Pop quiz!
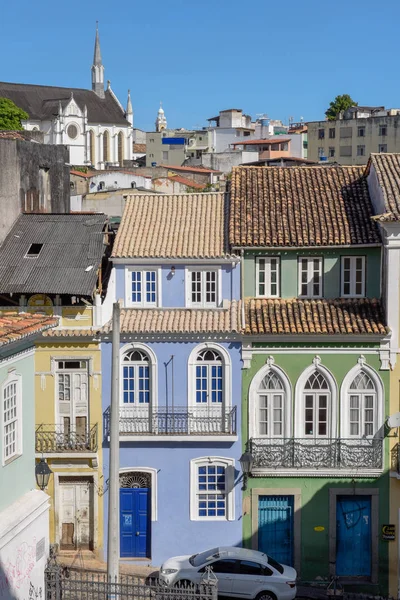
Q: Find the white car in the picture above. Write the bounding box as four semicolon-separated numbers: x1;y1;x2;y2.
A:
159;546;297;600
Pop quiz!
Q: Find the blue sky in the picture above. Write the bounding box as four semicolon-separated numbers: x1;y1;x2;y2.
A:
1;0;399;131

·····

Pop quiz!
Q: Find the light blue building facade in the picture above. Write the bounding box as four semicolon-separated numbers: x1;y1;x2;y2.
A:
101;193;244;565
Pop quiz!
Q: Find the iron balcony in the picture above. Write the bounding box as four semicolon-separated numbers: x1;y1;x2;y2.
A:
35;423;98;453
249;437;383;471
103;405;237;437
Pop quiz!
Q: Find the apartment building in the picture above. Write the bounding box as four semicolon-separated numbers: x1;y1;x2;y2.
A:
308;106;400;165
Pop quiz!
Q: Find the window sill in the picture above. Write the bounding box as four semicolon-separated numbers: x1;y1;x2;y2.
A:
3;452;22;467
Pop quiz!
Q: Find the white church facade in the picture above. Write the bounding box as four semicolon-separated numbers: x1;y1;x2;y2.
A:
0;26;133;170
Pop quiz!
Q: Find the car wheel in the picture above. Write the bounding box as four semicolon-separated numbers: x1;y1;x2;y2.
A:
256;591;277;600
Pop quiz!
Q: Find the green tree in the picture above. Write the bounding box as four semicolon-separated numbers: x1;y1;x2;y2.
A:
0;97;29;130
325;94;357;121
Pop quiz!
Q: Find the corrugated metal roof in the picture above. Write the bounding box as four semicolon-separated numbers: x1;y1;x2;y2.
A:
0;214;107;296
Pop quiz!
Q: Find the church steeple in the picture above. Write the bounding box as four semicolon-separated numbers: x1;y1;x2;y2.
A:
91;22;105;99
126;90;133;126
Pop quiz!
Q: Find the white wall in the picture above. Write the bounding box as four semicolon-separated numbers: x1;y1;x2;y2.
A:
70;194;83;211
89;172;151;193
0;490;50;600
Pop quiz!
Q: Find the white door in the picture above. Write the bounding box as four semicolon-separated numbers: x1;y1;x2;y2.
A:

·····

Check each line above for the string "building" and copy the ones that have it.

RESULT OF THIS EXERCISE:
Q: Find the light blue building facade in the picture above. Write the bounding box as four semicolon-separated numbers: x1;y1;x2;y2.
Q: Find the apartment building in the picture above. Write the bounding box as four semicolon-separated numbers: x1;y1;x2;y2.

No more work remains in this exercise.